**TO BE DONE**.
a: In the Flume thread, what throughput per node can MapR reach with 10GigE attached?
b: Which operating systems does the Flume thread name as working with MapR's NFS access? List every one.

*** EXTRACT PROVIDED ***

Feedback on real world production experience with Flume

I am investigating automated methods of moving our data from the web tier into HDFS for processing, a process that's performed periodically.

I am looking for feedback from anyone who has actually used Flume in a production setup (redundant, failover) successfully.  I understand it is now being largely rearchitected during its incubation as Apache Flume-NG, so I don't have full confidence in the old, stable releases.

The other option would be to write our own tools.  What methods are you using for these kinds of tasks?  Did you write your own or does Flume (or something else) work for you?

I'm also on the Flume mailing list, but I wanted to ask these questions here because I'm interested in Flume _and_ alternatives.

Thank you!

Re: Feedback on real world production experience with Flume

Posted by Chen He <ai...@gmail.com>.

Can the NFS become the bottleneck ?

Chen

On Sat, Apr 21, 2012 at 5:23 PM, Edward Capriolo <ed...@gmail.com>wrote:

> It seems pretty relevant. If you can directly log via NFS that is a
> viable alternative.
>
> On Sat, Apr 21, 2012 at 11:42 AM, alo alt <wg...@googlemail.com>
> wrote:
> > We decided NO product and vendor advertising on apache mailing lists!
> > I do not understand why you'll put that closed source stuff from your
> employe in the room. It has nothing to do with flume or the use cases!
> >
> > --
> > Alexander Lorenz
> > http://mapredit.blogspot.com
> >
> > On Apr 21, 2012, at 4:06 PM, M. C. Srivas wrote:
> >
> >> Karl,
> >>
> >> since you did ask for alternatives,  people using MapR prefer to use the
> >> NFS access to directly deposit data (or access it).  Works seamlessly
> from
> >> all Linuxes, Solaris, Windows, AIX and a myriad of other legacy systems
> >> without having to load any agents on those machines. And it is fully
> >> automatic HA
> >>
> >> Since compression is built-in in MapR, the data gets compressed coming
> in
> >> over NFS automatically without much fuss.
> >>
> >> Wrt to performance,  can get about 870 MB/s per node if you have 10GigE
> >> attached (of course, with compression, the effective throughput will
> >> surpass that based on how good the data can be squeezed).
> >>
> >>
> >> On Fri, Apr 20, 2012 at 3:14 PM, Karl Hennig <kh...@baynote.com>
> wrote:
> >>
> >>> I am investigating automated methods of moving our data from the web
> tier
> >>> into HDFS for processing, a process that's performed periodically.

*** DATA LINES ***

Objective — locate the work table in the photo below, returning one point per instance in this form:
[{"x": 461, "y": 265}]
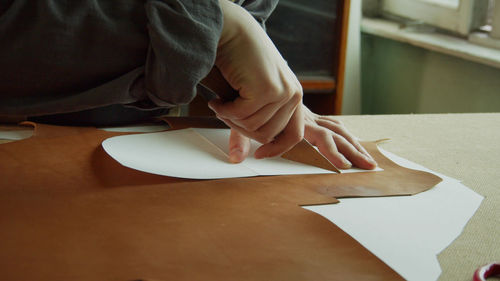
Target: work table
[{"x": 462, "y": 146}]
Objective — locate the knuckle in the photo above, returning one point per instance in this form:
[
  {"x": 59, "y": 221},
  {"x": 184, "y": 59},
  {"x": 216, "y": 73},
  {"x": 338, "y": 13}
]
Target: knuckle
[
  {"x": 249, "y": 125},
  {"x": 324, "y": 134}
]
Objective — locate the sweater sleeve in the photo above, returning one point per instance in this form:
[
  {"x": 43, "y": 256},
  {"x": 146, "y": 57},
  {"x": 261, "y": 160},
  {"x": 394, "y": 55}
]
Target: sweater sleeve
[
  {"x": 73, "y": 56},
  {"x": 183, "y": 44}
]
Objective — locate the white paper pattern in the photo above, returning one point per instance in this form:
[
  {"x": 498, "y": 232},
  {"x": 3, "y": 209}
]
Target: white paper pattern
[{"x": 198, "y": 154}]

***

**THE ANSWERS**.
a: About 870 MB/s per node.

b: Linuxes, Solaris, Windows, AIX